- WHAT YOU SHOULD DO: Your job is to write out each record exactly, leaving none out.

- RECORDS FOR THE EXERCISE:
—————
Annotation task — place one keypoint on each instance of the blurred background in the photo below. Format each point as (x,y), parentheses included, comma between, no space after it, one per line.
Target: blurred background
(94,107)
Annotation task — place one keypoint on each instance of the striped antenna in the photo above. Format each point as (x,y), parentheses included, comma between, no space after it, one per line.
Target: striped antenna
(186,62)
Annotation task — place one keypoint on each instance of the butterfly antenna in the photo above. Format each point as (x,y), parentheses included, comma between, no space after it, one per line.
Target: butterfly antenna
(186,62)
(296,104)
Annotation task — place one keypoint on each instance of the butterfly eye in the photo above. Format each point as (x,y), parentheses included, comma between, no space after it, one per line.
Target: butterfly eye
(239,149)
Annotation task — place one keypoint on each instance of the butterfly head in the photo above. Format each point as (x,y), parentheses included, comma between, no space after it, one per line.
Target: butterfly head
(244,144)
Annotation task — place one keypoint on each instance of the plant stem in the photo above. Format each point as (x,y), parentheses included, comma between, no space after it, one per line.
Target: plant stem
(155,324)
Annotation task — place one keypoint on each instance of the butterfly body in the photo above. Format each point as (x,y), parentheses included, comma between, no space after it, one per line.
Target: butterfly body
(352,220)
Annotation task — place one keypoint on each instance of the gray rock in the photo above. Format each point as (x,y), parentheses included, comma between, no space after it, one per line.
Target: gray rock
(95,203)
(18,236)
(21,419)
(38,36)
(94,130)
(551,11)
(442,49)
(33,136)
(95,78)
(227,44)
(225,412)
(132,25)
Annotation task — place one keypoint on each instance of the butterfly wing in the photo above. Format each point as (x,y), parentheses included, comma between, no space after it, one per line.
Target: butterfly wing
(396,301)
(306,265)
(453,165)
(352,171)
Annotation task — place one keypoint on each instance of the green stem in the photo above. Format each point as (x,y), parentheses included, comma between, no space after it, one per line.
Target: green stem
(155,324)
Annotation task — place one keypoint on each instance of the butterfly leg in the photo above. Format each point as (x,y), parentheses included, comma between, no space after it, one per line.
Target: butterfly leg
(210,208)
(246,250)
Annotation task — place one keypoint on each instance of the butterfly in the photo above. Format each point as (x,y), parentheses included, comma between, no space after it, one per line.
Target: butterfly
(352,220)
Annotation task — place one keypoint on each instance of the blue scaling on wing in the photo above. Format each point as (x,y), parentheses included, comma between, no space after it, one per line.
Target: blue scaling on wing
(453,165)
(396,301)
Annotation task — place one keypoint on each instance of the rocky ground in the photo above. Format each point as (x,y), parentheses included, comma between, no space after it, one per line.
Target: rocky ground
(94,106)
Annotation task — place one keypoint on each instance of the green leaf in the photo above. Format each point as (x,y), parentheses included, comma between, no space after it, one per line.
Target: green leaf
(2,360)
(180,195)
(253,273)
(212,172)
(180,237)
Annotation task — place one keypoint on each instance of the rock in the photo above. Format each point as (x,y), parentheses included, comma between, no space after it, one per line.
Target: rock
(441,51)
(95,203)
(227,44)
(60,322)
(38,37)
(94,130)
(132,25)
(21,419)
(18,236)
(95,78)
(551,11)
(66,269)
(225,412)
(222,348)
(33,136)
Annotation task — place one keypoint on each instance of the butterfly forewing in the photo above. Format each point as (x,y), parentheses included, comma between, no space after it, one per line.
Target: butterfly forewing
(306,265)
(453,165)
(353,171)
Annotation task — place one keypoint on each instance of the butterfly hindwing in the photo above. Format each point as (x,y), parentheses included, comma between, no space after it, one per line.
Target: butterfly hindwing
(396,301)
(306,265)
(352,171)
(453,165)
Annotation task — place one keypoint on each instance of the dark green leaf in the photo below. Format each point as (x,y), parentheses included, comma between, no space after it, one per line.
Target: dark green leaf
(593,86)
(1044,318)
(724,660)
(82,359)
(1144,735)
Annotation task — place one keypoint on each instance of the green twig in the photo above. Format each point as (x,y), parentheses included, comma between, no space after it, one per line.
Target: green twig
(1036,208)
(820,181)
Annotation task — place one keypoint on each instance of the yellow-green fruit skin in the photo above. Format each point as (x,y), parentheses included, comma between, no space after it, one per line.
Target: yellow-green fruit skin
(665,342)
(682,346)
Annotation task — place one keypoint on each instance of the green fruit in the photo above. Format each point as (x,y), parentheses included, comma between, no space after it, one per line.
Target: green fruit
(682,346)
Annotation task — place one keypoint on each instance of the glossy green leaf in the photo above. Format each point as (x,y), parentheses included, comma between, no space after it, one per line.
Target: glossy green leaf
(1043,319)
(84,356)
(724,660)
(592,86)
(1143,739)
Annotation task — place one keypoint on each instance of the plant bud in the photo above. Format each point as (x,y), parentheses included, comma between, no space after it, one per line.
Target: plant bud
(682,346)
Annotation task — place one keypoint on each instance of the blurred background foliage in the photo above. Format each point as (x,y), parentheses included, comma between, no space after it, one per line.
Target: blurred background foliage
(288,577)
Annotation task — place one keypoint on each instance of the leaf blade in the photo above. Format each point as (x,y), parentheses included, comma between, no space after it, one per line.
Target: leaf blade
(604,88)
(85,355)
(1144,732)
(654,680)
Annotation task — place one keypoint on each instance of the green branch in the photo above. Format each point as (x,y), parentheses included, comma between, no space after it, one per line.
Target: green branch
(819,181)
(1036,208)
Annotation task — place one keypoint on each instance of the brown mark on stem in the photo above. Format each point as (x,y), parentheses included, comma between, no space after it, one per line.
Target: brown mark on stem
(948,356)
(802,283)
—————
- RESPONSE BOX:
Annotation task — place one keypoint on each instance of the blurred background in the photo below. Format each point as (x,y), parentheses included, comma between, no space after it, one per line.
Target: blurred background
(94,107)
Annotation task — place one keypoint on each instance of the striped antenna in the photo above. Format each point as (x,y), parentheses included, comma between, no space after it, one per line.
Target: striped antenna
(186,62)
Annotation task — place one keypoint on each instance of the butterfly antenna in the photo above. Format each point as (x,y), parentheses included, comma between, no space after it, one per line.
Target: butterfly antenna
(186,62)
(296,104)
Annotation task — place one keypoint on each instance of the butterfly eye in the photo above. Format each point as (x,y), parentheses included, comma between, no space after it, one per line.
Target: butterfly eye
(239,149)
Annotation task — place one keypoint on each instance of the butterfly head in the photo above. Format each point as (x,y), parentheses included, comma between, no space after it, one per line.
Target: butterfly head
(244,144)
Annotation task — place one keypoint on each instance of the plant stem in the photo above. Format each point as (x,y), parentheses included, comma between, no space after it, one per line.
Target: plant stem
(155,324)
Annotation task — place one keypoint on each instance of the butterfly body in the photo above. Format each point as (x,y), parentheses included, comma between, no space after it, one per line.
Target: butterfly body
(352,220)
Annotation task — place one keypoint on each instance of the gray rock in the photo above. Format each point as (x,y), parentheses included, comma between, no space after it, one per line.
Target: gray rock
(95,203)
(18,236)
(21,419)
(38,36)
(94,130)
(551,11)
(442,49)
(33,136)
(95,78)
(227,44)
(225,412)
(132,25)
Annotation task — place one keypoint on each instance of the butterfly wing in the photo above. Format each point as (x,y), parentheses included, comma between, no space after it, one per line.
Target: butterfly wing
(396,301)
(306,265)
(453,165)
(352,171)
Annotation task — place one keypoint on each instance of the green stem in the photo above. Format each point as (x,y), parentheses included, comma between, no space after it, one per line.
Target: green stem
(155,324)
Annotation task — place one keypoint on each instance of the butterfly leg in the photo above. Format each point as (x,y), parentheses included, comma between, no space after it, one per line.
Target: butterfly leg
(210,208)
(246,250)
Annotation task — place one keypoint on each instance of the butterfly in the photo above. Format each point as (x,y), parentheses included, comma between, no space after it, one per line.
Target: butterfly
(352,220)
Annotation task — place one keypoint on each instance of the blue scaling on wing in the photo above. Format each point as (x,y), parentheses included, comma between, no space after it, one per line.
Target: blue scaling on wing
(453,165)
(396,301)
Annotation task — place one keypoint on each instance of the rocky ground in the photo above. Format each point as (x,y), parentheses included, comma between, no space after it, one per line.
Target: rocky ground
(94,106)
Annotation task — place one keypoint on each instance of the green leaf in the photo above. Format each point as (x,y), parentheses included, comma between, no space after it, one per line.
Target: green leaf
(2,360)
(180,195)
(253,273)
(212,172)
(180,237)
Annotation task — place one keypoint on each instance of the rock in the photo above. Format each point as (x,y), parentheses included, comma between, no space after it, one per line.
Target: rock
(441,51)
(95,203)
(227,44)
(60,322)
(38,37)
(94,130)
(132,25)
(21,419)
(18,236)
(95,78)
(551,11)
(66,269)
(225,412)
(222,348)
(33,136)
Annotation task — place one keypoint on each instance of the butterfly forewing in the photo above. Format each point as (x,y), parentheses included, comma between, no space after it, one per line.
Target: butterfly forewing
(306,265)
(453,165)
(353,171)
Annotation task — place one keypoint on each instance of the butterfly hindwing in the photo above. Format each point as (x,y), parentheses included, comma between, no space after it, one per line.
Target: butterfly hindwing
(396,301)
(306,265)
(352,171)
(453,165)
Annotation task — place one keypoint on each instance of the dark green leaf in the photo below. Format each point as (x,y), parentheses included, comma between, no space after it, one per line.
Target: dark green leaf
(593,86)
(1044,318)
(724,660)
(82,359)
(1144,735)
Annotation task — place one keypoint on each instance of the green twig in the photo above. Format each point as (x,y), parentheses included, comma between, no space after it, one per line.
Target: green twig
(1036,208)
(820,181)
Annotation task — place one keypoint on each instance of the yellow-green fruit skin in the photo above. Format each point as (x,y), parentheses included, comma between, no space after it, one per line.
Target: yellow-green fruit skin
(665,342)
(682,346)
Annotation task — place one keypoint on each instance of the green fruit in the photo above. Format each point as (x,y), parentheses included, comma between, no space after it, one per line.
Target: green fruit
(682,346)
Annotation task — place one keypoint on each instance of the glossy green leaf in the photo above. Format each point as (x,y), parentheses included, comma between, no space after it, one per line.
Target: glossy green leaf
(1043,319)
(84,356)
(724,660)
(592,86)
(1143,739)
Annotation task — place one keypoint on each instance of the plant bud in the photo above. Format each point as (x,y), parentheses included, comma between, no space after it, one per line.
Target: plant bud
(682,346)
Annotation task — place one keypoint on each instance of the blurred background foliage in the photo above. Format each point as (x,y), parentheses included, comma between, no space after it, one per line.
Target: blurred background foliage
(288,577)
Annotation task — place one keypoint on each instance of the leaf blade in the photo above. Format each point as (x,y), parentheses included, comma between, no space after it, one per line.
Target: leaf blade
(604,88)
(85,355)
(1144,732)
(654,680)
Annotation task — place one keypoint on each instance of the green branch in the photo above. Format each point as (x,y), parentheses included, comma between, no space after it, one per line.
Target: green branch
(819,181)
(1036,208)
Annotation task — place one keypoint on each instance of the brown mark on stem in the photo above. Format each point as (x,y), parentheses included, comma between, no space after it, one per line.
Target: brown mark on stem
(948,356)
(802,283)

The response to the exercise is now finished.